Required actions:
1. According to the given text, how many times a day does the child change clothes?
2. Please repeat the given text word for word, from "You sing. A" up to and including "talents you have.".

------ Given text ------

You still eat a lot of kinds of foods. You now like lettuce once in a while. The other day, you ate your taco like a normal person instead of like your mom who still keeps the meat separate from the cheese from the lettuce from the tortilla. Your palate may have already transcended mine. You still like raw onions, pickles, turkey, sausage, broccoli, peas, and red bell peppers but lately, you’ve liked salmon more than anything. At the wine bar, we had to order a second plate of smoked salmon. You loved it, although the capers, not so much. Two days ago, I was shucking corn and you sat on the counter and ate of two of the cobs, raw. And then you ate another cob for dinner. You love cherries, and, thanks to your grandma, eat around the pit. You love blueberries and strawberries and raspberries like all reasonable humans. You pretend to like coffee and then you take a sip and say “gah, what have I put in my mouth.”

You change clothes 4-5 times a day. You also like to tell me what to wear. “Go upstairs, find a dress, change your clothes. Wear a dress.” I usually comply although lately I’ve been saying, “you get to wear what you want; I’ll wear what I want.” This confounds you. Obviously, you have better fashion sense than I should listen to you. Mice bought you a new purple dress to replace your old purple dress which you wear every day. You also wear the dress that Little Hands got you. Every day. You still like purple but pink is even better. You still don’t like your clothes dirty, but sometimes it seems you spill just as an excuse to change your clothes. You have ways of the girl—all your stuffed animals are babies and you’re the mama. You also like to climb on rocks (and furniture) and go on hikes in the forest (both our backyard, Grandma’s backyard, and the real forest just behind our house). You love to swim and are learning to blow out rather than to suck in, albeit not as fast as you would like.

You sing. A lot. Going on a trip and then add in the people above houses to which we’ll go and mom and dad. Or you’ll sing “we’re on a bike ride, going on a bike ride, bike ride, bike ride” if we are, for instance, on a bike ride. You dance too and can do an arabesque, a leap and downward dog using your head instead of your hands. Many talents you have.

------ Data to examine ------

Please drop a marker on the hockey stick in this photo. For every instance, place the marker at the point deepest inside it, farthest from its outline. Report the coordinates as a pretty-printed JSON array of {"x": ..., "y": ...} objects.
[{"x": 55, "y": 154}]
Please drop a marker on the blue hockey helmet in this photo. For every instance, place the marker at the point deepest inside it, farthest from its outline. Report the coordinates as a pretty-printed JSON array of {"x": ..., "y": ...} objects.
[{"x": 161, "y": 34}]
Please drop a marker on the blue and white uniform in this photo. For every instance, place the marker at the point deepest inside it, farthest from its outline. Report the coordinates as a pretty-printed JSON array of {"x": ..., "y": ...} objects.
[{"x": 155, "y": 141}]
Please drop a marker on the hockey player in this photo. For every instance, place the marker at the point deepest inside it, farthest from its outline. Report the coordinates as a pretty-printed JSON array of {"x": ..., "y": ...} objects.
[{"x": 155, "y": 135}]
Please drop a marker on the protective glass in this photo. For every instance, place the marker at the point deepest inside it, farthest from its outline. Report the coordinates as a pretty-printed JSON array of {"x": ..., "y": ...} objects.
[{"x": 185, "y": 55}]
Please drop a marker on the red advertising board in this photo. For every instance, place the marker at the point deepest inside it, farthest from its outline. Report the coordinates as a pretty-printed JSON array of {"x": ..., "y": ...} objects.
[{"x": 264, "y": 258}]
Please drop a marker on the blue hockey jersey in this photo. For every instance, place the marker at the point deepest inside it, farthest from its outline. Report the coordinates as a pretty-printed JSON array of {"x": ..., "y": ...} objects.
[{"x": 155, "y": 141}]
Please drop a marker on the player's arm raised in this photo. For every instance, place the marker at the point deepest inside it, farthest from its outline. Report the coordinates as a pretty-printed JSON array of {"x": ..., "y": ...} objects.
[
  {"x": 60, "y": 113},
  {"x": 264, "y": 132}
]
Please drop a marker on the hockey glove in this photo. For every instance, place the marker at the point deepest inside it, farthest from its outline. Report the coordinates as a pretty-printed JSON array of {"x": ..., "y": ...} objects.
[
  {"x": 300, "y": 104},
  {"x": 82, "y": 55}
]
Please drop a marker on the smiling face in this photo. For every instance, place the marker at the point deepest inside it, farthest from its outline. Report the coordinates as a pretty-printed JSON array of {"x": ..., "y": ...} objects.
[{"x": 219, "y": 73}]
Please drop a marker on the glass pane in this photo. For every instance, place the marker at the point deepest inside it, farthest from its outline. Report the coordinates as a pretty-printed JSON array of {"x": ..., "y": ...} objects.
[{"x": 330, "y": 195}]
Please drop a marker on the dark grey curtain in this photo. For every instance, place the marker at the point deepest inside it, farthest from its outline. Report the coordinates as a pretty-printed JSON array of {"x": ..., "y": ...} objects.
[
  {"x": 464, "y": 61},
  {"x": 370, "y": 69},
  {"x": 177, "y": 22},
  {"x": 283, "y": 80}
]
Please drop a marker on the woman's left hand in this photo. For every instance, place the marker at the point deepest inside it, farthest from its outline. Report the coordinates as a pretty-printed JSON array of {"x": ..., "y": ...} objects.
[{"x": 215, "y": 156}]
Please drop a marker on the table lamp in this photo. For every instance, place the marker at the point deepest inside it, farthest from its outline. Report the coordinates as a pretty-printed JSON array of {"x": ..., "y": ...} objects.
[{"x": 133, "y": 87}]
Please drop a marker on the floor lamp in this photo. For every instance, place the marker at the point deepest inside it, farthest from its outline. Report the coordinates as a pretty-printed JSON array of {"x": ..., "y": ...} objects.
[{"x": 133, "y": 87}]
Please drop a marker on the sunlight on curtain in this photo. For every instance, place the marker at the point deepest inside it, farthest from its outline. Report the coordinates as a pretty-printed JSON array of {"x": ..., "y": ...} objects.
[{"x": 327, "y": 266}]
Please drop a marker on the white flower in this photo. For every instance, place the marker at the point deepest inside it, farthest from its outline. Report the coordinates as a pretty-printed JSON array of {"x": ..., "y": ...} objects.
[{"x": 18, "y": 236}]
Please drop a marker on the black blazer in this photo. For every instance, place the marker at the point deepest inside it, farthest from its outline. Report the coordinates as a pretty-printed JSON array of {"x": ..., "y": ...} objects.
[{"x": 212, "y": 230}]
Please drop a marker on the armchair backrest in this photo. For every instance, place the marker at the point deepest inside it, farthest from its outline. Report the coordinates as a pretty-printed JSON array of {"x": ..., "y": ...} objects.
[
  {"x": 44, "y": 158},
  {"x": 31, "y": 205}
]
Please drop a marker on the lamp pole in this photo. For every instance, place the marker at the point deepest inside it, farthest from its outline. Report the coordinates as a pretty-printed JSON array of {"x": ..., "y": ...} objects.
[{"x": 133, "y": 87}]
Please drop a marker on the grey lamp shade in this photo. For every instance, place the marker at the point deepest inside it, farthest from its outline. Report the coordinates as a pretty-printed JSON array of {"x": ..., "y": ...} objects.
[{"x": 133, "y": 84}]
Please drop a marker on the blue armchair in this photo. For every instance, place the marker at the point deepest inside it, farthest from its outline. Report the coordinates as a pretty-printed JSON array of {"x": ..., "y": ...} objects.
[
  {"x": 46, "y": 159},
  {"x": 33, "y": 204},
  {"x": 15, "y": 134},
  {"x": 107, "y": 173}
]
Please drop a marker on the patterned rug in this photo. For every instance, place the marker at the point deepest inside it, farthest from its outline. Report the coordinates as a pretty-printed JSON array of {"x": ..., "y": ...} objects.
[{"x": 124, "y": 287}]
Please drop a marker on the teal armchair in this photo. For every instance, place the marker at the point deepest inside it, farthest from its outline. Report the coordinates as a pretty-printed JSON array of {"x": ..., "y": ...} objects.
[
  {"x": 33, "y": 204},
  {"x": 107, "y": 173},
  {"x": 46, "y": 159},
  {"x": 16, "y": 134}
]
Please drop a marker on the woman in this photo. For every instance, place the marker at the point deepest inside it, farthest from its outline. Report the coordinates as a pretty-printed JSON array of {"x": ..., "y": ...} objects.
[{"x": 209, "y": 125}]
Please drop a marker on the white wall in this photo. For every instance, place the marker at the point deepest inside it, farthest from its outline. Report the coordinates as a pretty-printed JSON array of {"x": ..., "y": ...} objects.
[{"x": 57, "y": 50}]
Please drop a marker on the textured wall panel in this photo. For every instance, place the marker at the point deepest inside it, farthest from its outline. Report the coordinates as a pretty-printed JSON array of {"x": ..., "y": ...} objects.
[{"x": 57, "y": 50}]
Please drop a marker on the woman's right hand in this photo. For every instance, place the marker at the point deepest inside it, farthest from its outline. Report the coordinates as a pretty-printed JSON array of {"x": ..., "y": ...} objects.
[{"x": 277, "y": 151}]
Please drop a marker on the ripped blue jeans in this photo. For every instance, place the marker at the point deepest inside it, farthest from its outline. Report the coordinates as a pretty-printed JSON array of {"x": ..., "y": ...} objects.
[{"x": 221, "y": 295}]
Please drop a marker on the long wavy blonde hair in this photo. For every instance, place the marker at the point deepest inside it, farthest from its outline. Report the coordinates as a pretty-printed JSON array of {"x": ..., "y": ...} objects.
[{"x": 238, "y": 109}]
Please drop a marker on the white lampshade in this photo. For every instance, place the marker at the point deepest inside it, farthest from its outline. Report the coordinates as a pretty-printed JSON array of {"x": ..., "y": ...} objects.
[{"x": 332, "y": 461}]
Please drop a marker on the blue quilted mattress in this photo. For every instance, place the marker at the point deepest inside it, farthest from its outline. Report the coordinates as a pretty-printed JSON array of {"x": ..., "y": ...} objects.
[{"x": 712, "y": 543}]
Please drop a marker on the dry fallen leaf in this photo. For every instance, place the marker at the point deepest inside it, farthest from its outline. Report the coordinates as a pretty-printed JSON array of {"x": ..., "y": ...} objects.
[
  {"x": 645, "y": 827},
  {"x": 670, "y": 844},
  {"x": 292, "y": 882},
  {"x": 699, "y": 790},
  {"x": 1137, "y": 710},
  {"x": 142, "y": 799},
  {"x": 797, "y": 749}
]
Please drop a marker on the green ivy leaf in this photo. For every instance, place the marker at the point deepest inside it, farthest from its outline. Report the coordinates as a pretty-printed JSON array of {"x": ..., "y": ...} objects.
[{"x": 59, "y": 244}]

------
------ Data to examine ------

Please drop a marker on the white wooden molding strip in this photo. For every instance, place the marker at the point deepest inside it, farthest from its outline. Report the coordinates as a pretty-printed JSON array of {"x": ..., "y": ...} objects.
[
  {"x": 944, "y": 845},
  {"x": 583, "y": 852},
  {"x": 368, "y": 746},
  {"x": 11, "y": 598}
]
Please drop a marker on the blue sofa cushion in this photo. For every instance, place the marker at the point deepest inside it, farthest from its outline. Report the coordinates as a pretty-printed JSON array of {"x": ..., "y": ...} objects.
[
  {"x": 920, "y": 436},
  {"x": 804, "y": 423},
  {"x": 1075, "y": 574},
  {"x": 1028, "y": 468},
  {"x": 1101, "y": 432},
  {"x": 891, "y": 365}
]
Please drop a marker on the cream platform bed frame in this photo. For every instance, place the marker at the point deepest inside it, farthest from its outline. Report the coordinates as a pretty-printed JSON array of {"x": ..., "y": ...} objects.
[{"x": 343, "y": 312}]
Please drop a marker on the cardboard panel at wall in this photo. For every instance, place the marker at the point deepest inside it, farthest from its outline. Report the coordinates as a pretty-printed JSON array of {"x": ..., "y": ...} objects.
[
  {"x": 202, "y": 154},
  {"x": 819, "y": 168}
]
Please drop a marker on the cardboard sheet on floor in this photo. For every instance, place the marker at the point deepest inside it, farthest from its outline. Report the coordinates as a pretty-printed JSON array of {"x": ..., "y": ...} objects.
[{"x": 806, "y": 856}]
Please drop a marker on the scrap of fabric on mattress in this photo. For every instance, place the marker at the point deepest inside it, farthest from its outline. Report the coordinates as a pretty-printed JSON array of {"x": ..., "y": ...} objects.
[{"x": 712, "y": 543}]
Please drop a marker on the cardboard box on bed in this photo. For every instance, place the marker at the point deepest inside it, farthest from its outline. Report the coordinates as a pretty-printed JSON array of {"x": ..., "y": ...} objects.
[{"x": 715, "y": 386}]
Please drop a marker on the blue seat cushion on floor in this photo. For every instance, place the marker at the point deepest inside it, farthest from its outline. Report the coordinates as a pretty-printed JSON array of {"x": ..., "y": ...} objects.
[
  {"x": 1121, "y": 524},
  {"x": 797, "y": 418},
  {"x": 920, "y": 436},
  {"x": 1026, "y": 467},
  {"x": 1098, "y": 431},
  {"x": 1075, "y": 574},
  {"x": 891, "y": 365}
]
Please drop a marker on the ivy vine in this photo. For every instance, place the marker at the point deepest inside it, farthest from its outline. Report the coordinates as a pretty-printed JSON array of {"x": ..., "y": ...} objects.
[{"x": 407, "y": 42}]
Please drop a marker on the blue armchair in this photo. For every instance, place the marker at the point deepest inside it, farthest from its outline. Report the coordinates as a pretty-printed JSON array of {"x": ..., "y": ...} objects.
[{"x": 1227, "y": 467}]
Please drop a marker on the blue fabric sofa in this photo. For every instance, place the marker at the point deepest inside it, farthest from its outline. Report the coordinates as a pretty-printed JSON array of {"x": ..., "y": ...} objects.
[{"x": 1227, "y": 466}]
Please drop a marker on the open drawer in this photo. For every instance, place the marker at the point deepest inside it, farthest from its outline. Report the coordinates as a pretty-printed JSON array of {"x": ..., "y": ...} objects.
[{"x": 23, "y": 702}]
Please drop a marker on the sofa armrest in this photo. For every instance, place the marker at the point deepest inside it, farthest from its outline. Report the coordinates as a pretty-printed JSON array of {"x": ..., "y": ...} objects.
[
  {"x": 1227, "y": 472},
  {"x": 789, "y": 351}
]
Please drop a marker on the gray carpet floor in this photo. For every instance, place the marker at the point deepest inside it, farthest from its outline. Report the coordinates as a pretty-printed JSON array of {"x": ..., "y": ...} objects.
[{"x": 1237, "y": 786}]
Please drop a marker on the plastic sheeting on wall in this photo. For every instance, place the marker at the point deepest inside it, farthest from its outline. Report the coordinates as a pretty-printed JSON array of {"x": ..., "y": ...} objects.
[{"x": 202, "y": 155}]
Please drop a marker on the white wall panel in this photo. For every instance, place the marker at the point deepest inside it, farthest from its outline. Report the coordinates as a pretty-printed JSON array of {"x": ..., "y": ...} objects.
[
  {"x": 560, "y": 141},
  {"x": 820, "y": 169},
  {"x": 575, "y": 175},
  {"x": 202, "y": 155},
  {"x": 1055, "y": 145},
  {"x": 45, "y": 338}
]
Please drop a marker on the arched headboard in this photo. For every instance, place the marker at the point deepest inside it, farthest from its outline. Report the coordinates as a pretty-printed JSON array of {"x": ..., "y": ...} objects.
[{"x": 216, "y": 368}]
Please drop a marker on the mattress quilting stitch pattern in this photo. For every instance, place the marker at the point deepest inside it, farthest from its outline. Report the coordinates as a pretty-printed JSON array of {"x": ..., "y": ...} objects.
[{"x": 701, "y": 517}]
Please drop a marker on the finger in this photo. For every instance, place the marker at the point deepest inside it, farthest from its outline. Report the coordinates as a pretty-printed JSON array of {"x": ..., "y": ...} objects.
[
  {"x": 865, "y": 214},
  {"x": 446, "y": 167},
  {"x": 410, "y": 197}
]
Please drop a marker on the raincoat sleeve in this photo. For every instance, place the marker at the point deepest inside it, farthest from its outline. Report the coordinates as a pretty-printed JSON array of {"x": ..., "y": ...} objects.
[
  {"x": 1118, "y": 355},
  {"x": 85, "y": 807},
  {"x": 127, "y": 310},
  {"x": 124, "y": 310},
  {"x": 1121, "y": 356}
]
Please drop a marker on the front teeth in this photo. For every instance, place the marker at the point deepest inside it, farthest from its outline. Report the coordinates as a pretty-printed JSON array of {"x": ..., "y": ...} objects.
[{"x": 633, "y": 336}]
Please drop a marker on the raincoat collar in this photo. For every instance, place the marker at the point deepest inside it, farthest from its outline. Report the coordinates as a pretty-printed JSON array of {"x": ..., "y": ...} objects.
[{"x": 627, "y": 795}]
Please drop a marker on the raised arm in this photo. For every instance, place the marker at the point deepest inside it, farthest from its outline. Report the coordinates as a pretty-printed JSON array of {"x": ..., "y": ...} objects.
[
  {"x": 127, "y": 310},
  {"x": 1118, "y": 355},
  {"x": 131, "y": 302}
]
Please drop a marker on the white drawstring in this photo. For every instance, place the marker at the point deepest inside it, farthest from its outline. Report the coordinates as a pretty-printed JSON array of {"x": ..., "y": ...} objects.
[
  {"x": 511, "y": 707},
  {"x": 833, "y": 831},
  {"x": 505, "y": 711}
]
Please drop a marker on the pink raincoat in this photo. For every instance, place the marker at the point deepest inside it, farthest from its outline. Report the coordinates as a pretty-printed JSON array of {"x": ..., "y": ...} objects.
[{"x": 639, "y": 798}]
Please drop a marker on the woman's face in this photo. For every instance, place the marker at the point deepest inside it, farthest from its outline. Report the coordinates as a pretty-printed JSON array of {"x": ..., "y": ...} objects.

------

Results for each task:
1. 4-5 times a day.

2.
You sing. A lot. Going on a trip and then add in the people above houses to which we’ll go and mom and dad. Or you’ll sing “we’re on a bike ride, going on a bike ride, bike ride, bike ride” if we are, for instance, on a bike ride. You dance too and can do an arabesque, a leap and downward dog using your head instead of your hands. Many talents you have.